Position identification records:
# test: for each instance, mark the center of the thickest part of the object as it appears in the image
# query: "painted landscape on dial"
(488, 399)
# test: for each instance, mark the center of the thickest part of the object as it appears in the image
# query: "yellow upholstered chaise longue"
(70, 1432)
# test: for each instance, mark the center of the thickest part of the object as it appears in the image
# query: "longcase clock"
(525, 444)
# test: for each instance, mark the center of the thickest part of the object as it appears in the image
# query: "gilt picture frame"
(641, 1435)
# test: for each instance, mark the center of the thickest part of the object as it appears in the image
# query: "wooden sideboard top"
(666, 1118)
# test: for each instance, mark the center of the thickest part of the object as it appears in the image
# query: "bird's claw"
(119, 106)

*Request*: Reproduce all data above, unchanged.

*Response to this task*:
# test: for each instance, mark the center of the thickest part of the object as it appears in the image
# query: "painted landscape on dial"
(488, 399)
# test: for each instance, mark the center of the thickest part of the object as it appears in the image
# query: "yellow upholstered chaise longue"
(70, 1432)
# test: for each instance, mark the center of the thickest part of the object as it appears in the image
# query: "longcase clock"
(525, 444)
# test: for each instance, mark the center of the thickest part of the object as it appears in the image
# query: "gilt picture frame"
(641, 1435)
# test: for each instance, mark the center of the thickest part of the object as it appears in the image
# query: "wooden sideboard top"
(666, 1118)
# test: for each instance, mark the center of the thickest part of the object as it appears in the image
# query: "bird's claw"
(119, 106)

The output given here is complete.